- _PROMPT_:
Reproduce everything from the line containing "Could you please locate the standing" down to the last line of the material, with no changes.

- _INPUT ROWS_:
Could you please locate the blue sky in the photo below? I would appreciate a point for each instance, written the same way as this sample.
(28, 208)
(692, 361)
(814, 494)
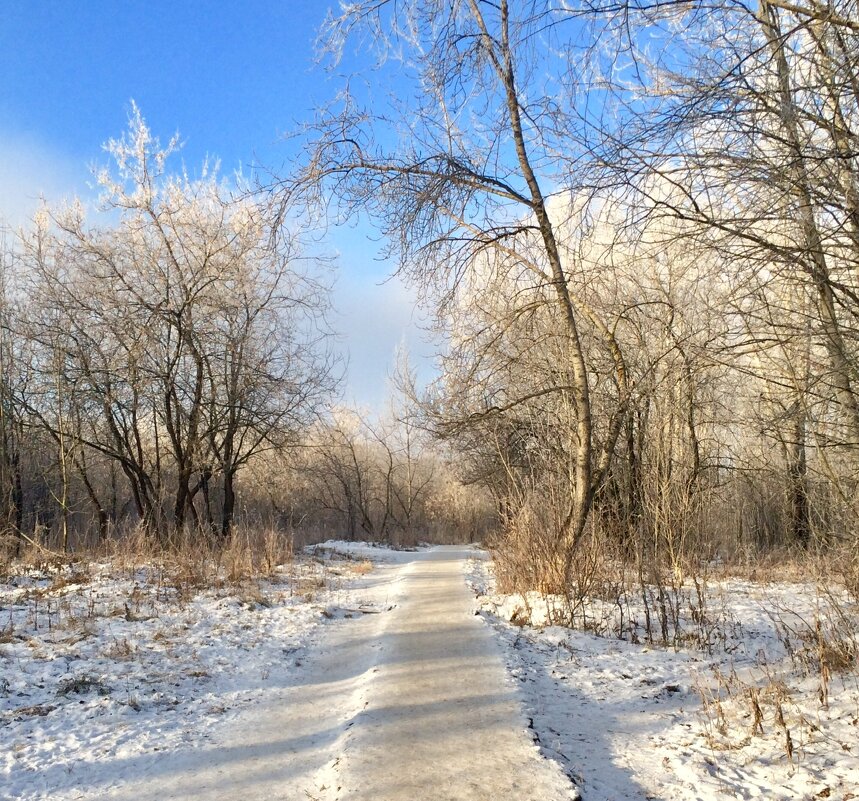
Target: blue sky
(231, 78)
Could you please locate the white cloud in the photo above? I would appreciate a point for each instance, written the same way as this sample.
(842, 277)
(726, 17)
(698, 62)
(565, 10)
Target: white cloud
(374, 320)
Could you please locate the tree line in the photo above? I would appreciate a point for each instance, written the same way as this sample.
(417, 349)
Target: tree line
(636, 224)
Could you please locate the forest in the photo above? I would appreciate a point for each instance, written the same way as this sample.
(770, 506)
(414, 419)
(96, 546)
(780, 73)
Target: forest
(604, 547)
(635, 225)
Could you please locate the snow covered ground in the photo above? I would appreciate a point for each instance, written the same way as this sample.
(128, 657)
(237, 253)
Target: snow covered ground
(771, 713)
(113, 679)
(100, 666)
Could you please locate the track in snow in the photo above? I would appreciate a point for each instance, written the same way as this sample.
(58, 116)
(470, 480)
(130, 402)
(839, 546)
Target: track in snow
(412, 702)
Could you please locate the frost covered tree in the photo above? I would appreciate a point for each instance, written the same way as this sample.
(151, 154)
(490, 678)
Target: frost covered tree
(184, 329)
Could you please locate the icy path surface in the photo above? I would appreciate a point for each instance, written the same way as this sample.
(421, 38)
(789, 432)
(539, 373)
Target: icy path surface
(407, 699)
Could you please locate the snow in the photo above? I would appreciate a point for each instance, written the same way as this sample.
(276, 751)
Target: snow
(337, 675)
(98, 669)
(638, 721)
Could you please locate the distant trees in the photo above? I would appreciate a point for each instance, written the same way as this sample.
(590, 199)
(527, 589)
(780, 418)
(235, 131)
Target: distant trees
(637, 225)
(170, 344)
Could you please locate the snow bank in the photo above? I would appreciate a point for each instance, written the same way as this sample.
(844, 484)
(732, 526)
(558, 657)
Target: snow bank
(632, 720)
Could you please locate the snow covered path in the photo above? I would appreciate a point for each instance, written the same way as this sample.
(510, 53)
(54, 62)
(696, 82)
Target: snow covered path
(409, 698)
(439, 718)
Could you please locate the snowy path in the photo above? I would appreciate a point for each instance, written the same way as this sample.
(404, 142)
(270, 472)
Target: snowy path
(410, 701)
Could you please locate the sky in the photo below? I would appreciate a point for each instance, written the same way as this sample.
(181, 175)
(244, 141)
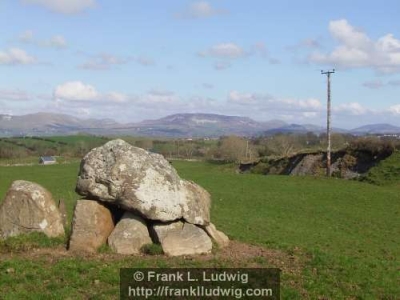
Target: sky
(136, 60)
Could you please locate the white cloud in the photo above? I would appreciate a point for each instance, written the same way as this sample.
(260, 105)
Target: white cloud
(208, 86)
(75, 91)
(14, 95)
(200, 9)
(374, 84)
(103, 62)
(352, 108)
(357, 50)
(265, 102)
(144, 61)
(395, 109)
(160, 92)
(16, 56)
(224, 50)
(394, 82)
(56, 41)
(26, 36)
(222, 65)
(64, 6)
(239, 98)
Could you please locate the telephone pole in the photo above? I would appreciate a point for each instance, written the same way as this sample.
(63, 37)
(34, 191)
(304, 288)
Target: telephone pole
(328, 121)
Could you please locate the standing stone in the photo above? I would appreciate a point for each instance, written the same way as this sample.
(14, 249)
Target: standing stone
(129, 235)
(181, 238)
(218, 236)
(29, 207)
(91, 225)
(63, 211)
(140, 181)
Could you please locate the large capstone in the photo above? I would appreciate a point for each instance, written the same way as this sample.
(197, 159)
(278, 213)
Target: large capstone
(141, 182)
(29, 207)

- _OUTPUT OF THE EXERCISE_:
Could you please locate the standing stone in the photo above? I would appreciate a point for each instance, written the same way as this sample.
(14, 249)
Target: standing stone
(129, 235)
(181, 238)
(218, 236)
(29, 207)
(91, 225)
(63, 211)
(140, 181)
Could you please locate the large capstone in the photo above? I would appreciate a point for each instance, written the same way as this sample.
(197, 159)
(278, 213)
Target: large capstone
(141, 182)
(29, 207)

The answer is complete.